(Entries provided Opens)

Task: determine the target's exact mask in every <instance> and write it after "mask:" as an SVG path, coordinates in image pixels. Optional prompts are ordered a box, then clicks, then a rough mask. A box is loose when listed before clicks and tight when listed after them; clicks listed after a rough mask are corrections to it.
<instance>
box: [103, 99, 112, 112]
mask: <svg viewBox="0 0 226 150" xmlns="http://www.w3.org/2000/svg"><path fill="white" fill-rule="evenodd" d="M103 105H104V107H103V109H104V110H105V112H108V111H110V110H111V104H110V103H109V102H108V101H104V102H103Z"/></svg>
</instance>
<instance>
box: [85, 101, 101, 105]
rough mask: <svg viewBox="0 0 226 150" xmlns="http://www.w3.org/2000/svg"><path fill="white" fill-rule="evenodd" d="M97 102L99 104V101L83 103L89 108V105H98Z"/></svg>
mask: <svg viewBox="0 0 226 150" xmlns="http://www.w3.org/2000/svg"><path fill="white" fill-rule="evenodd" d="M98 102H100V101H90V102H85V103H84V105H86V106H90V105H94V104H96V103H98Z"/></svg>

(Entries provided Closes)

◆ **Exercise goal**
Copy every line of the data that carries the word "instance".

◆ **Expected answer**
Task: determine the target's exact mask in every <instance> and write it after "mask:" as an SVG path, coordinates in image pixels. Optional prompts are ordered a box, then clicks, then a rough mask. A box is loose when listed before clicks and tight when listed after them; clicks listed after a rough mask are corrections to it.
<instance>
</instance>
<instance>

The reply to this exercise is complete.